**Aim of the task**
Swap "ornamental carving" for "decorative carving" throughout the material below and reproduce it otherwise unchanged, omitting the pictures.

**Data for this exercise**
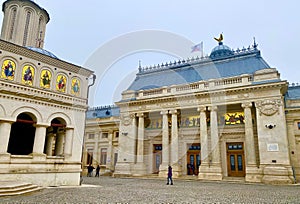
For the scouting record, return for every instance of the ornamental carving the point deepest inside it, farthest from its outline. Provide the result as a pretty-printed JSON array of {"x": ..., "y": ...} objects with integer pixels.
[
  {"x": 268, "y": 107},
  {"x": 126, "y": 119}
]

**Response**
For the scouting record, return for every instance of the decorative carving the point deepest inside it, farthest from its outline. Provide the result as a pretty-printed JSON array of {"x": ..., "y": ...} objects with integer pixels.
[
  {"x": 268, "y": 107},
  {"x": 126, "y": 119}
]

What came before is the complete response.